### [What to work on]
Whenever the word "pink" appears in a line of the listing, copy that line.

### [Available records]
•••

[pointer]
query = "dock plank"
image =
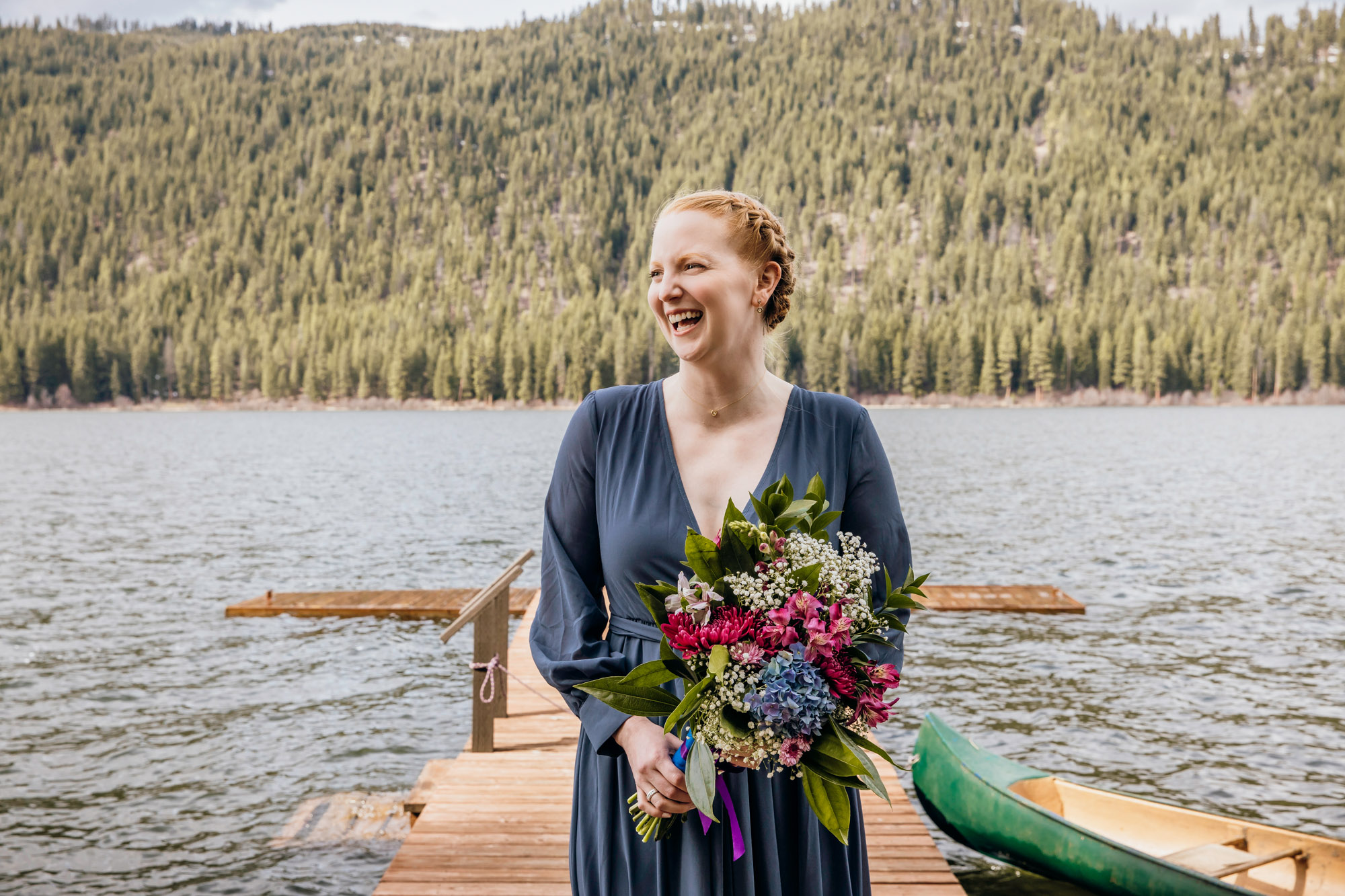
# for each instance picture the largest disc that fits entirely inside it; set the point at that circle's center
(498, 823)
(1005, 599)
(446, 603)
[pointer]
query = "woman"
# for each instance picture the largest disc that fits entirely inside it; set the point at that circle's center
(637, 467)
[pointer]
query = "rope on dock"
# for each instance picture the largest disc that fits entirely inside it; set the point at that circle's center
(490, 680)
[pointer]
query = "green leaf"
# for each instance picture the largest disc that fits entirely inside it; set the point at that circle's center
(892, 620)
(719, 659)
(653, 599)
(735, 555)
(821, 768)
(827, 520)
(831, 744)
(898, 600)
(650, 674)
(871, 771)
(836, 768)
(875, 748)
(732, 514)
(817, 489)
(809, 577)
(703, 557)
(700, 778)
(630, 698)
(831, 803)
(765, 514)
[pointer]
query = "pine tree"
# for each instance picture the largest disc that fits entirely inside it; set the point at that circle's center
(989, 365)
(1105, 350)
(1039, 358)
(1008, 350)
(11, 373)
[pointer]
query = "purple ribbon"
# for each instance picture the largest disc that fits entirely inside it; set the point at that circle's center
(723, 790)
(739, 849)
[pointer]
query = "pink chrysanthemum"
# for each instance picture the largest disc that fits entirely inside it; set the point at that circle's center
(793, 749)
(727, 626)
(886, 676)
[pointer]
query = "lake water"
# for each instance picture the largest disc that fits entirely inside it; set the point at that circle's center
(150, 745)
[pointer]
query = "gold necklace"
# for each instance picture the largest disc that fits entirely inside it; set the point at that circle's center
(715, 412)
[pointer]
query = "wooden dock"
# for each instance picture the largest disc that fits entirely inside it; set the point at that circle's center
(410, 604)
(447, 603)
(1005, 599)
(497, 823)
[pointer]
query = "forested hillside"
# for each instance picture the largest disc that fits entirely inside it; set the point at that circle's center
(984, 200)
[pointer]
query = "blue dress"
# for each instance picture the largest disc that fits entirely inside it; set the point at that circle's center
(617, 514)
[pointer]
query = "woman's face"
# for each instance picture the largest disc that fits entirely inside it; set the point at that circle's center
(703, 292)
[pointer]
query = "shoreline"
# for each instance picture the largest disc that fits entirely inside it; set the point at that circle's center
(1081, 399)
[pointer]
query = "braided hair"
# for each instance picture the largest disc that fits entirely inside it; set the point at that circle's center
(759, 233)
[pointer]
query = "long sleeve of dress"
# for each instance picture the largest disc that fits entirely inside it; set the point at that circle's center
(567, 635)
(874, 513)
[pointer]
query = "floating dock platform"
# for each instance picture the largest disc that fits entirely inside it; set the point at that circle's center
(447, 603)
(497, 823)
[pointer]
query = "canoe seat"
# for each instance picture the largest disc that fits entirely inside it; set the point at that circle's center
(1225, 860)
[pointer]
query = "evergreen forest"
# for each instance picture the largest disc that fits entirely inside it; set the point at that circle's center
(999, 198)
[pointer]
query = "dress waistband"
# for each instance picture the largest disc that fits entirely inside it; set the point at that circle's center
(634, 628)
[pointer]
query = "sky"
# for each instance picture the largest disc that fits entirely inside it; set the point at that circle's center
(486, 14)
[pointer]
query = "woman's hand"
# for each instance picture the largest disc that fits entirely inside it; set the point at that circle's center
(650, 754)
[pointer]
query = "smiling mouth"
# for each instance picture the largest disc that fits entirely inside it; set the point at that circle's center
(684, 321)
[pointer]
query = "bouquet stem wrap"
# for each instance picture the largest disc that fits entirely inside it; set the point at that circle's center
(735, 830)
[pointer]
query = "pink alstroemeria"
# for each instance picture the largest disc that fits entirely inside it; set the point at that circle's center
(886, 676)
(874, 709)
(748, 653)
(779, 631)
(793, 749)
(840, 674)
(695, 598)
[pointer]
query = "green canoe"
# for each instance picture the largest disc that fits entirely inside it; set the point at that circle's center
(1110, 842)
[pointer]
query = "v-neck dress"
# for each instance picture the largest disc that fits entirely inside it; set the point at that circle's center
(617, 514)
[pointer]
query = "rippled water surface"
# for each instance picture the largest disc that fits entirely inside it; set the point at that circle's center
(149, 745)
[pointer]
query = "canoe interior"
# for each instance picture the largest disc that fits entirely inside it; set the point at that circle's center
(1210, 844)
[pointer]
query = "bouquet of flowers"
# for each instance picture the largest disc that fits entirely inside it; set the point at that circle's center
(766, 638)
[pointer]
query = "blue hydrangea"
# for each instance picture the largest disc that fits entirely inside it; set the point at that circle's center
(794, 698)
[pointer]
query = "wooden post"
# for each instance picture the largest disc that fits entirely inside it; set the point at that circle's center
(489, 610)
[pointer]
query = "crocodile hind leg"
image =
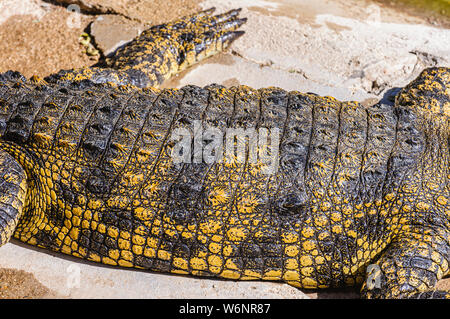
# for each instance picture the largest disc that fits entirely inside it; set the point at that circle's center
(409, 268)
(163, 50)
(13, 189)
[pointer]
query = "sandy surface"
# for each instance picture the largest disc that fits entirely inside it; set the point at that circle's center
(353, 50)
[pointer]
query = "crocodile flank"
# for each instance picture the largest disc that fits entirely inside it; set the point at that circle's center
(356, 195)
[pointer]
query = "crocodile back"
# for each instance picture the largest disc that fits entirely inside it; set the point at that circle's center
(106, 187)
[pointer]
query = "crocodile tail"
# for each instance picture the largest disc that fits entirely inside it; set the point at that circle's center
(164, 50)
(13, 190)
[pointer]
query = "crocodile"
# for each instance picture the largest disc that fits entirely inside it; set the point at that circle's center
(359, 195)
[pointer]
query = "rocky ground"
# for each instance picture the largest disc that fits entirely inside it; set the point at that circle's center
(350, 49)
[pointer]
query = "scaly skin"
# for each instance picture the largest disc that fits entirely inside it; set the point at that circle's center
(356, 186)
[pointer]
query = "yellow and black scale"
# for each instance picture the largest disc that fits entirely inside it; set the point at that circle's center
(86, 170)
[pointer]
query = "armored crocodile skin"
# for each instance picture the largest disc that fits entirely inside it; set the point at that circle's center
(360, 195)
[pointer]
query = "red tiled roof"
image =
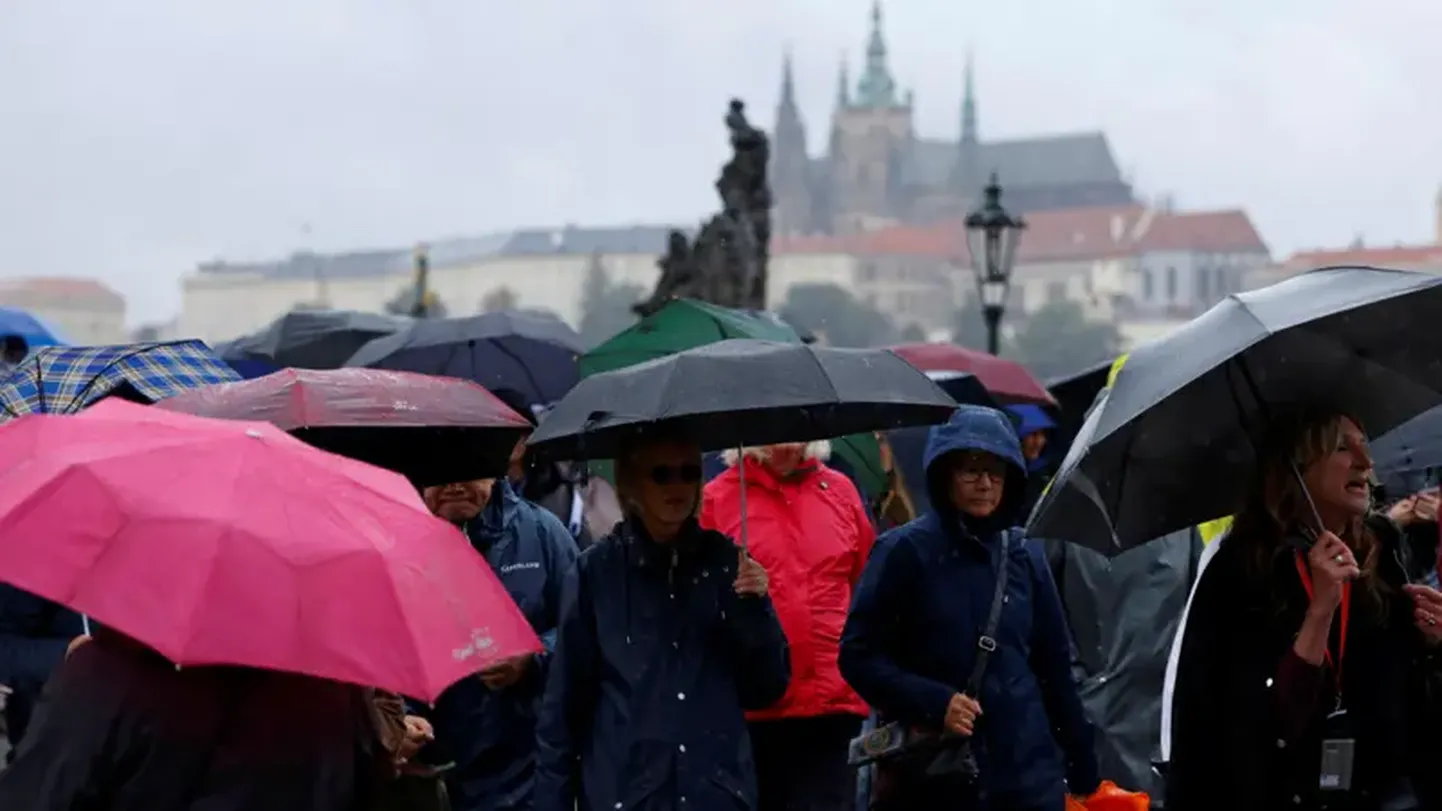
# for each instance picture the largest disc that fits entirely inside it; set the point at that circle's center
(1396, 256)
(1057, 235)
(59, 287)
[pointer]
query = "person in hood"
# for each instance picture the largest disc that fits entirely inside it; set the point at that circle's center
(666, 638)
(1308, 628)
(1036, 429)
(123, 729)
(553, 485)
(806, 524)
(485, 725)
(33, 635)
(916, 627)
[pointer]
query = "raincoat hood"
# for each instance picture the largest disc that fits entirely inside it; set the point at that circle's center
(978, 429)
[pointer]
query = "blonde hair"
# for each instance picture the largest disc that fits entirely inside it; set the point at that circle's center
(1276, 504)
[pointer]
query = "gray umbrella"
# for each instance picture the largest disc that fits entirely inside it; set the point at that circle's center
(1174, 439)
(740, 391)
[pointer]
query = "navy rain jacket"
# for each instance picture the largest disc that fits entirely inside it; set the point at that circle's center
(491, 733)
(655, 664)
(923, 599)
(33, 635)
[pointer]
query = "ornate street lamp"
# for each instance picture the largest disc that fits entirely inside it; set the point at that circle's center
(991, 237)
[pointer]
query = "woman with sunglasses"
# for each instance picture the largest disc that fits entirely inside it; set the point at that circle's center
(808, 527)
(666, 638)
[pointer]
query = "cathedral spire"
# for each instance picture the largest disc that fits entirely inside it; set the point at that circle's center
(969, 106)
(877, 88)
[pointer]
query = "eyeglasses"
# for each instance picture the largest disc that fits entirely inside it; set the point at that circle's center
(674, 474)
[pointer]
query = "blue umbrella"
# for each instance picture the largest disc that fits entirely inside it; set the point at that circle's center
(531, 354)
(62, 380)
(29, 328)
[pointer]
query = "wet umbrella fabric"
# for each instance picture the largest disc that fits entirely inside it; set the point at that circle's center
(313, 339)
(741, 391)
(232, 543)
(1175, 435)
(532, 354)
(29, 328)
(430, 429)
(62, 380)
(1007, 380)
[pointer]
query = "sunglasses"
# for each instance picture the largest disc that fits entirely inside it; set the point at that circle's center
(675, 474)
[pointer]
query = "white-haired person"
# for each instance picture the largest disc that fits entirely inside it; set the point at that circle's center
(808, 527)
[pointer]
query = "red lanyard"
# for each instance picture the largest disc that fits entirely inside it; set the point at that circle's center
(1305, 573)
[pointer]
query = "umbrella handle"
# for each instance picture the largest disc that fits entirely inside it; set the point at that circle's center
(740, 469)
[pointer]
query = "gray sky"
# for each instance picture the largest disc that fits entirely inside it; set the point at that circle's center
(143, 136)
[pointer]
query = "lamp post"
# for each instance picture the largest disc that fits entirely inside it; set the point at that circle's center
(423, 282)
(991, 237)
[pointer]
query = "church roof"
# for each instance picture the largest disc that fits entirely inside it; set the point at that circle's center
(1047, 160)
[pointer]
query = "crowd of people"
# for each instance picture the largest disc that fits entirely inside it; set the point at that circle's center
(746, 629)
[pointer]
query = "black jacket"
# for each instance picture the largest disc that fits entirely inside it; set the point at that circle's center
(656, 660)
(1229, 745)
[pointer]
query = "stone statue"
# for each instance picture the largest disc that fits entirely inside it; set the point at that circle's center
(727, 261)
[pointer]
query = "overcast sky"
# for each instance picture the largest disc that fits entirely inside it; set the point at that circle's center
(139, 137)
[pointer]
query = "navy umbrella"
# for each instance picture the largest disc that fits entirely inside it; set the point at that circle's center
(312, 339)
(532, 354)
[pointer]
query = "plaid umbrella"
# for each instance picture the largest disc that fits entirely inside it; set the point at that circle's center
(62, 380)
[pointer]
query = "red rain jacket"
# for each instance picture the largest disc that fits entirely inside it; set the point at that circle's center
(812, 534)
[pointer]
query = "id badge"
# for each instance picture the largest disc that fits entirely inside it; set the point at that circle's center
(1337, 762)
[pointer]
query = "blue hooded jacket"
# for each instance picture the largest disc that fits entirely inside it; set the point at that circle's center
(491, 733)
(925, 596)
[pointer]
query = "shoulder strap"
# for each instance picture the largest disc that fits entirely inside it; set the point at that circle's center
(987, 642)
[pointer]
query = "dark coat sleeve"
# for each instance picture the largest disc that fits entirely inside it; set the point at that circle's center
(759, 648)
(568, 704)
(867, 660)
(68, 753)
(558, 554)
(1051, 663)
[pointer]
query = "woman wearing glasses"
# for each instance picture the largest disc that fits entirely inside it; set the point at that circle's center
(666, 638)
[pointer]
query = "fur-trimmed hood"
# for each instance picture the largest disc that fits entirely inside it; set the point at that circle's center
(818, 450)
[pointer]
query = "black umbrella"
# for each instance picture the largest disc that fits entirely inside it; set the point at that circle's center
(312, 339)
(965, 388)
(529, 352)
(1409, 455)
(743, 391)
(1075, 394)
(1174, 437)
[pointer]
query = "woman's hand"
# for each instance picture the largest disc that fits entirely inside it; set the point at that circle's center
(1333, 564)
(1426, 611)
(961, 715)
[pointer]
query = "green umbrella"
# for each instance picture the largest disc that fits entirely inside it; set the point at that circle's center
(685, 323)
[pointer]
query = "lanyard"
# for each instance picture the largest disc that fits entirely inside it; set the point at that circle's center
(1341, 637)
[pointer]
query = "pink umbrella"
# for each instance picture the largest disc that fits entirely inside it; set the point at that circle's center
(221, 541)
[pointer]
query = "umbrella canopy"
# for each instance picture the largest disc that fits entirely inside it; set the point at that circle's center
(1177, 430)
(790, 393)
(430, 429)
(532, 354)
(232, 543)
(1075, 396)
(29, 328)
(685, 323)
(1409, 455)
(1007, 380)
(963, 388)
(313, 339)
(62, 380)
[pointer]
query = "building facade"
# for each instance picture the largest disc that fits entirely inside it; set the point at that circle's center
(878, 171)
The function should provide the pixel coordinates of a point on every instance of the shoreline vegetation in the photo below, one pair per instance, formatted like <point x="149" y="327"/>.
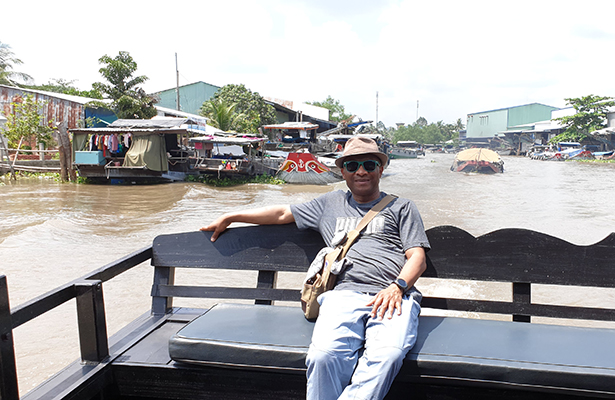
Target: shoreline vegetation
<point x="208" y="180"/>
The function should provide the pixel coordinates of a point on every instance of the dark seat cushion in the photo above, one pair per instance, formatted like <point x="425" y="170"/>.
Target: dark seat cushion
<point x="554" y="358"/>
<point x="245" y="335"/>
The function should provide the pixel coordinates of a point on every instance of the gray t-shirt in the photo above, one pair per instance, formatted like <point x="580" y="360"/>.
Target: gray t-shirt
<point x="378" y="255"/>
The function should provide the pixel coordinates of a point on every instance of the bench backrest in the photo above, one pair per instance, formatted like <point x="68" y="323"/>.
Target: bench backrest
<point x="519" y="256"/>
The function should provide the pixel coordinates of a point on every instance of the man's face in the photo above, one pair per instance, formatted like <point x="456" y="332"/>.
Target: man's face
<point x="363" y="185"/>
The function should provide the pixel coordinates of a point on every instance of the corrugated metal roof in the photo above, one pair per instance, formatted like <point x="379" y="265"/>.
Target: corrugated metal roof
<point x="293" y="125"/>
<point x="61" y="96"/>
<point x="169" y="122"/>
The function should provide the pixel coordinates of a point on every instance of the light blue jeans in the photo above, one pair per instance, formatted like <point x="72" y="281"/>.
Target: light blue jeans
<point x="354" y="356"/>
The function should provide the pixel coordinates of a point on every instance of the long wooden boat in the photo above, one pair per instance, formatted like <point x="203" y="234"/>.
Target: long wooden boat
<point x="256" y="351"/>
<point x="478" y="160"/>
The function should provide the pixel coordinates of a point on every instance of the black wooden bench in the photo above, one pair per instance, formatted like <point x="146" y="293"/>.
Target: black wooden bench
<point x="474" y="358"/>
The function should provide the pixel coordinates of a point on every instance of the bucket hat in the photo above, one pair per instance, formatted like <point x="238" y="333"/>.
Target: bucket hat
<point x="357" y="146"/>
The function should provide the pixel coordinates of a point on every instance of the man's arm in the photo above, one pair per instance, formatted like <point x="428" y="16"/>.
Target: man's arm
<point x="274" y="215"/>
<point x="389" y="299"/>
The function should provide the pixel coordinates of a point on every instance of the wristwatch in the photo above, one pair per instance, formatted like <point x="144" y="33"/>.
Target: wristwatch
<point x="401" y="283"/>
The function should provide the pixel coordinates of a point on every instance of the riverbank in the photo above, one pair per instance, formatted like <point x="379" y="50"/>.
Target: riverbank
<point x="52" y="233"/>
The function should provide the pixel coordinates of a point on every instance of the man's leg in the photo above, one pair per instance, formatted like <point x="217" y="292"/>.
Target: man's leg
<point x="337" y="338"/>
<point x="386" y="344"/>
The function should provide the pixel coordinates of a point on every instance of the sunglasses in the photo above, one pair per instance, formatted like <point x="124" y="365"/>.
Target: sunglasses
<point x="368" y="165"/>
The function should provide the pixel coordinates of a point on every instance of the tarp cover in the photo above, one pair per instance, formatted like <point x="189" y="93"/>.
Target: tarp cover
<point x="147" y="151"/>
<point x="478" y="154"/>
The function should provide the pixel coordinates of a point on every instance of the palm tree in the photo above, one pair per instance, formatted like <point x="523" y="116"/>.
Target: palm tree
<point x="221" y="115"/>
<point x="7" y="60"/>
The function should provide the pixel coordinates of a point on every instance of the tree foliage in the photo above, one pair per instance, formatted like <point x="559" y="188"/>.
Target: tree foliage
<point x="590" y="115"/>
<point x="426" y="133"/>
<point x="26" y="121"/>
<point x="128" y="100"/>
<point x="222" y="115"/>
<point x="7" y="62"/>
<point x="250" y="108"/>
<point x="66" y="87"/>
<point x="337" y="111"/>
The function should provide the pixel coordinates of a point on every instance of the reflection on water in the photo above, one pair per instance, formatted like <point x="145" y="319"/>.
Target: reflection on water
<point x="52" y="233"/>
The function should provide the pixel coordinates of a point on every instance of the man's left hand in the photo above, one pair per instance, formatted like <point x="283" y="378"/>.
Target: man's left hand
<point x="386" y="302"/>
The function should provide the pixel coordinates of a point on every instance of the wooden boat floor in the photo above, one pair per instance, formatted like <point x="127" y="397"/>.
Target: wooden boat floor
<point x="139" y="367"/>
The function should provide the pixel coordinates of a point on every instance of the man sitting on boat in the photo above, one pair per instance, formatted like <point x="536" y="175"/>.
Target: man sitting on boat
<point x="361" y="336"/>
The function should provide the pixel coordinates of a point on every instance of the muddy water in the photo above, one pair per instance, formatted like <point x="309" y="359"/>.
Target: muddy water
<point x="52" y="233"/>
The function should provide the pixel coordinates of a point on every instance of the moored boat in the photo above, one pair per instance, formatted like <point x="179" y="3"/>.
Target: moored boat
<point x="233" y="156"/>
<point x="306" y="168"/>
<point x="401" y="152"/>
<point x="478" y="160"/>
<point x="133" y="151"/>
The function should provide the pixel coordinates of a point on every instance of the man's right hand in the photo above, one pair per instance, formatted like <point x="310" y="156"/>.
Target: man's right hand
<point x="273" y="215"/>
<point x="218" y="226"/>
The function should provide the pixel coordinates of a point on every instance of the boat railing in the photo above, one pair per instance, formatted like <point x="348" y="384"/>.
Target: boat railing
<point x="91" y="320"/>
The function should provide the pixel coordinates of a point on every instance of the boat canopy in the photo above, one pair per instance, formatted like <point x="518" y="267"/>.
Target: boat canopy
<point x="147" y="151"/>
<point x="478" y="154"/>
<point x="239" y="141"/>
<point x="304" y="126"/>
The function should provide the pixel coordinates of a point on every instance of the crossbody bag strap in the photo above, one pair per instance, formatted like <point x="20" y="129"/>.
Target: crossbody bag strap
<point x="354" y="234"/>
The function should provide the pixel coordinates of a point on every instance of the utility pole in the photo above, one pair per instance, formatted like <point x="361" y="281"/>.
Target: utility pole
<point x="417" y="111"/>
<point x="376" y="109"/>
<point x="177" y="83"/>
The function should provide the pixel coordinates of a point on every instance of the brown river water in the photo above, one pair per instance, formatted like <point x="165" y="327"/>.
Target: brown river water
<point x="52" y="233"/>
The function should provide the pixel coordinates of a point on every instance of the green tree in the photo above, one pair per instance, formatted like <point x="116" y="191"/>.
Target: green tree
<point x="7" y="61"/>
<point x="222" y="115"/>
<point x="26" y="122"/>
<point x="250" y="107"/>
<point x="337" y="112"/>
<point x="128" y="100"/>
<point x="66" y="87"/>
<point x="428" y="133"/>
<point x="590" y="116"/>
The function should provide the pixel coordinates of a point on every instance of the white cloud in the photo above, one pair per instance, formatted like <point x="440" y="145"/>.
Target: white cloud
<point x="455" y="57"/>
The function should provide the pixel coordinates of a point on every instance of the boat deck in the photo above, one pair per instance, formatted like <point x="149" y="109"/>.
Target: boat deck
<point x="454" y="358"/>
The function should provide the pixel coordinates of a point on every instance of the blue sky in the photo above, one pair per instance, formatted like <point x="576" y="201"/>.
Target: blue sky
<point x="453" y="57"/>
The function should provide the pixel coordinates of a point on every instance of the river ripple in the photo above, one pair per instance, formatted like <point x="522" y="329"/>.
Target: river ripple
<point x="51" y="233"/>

•••

### [Answer to this exercise]
query = "pink chrysanthemum"
query = "pink alstroemeria"
query = "pink umbrella"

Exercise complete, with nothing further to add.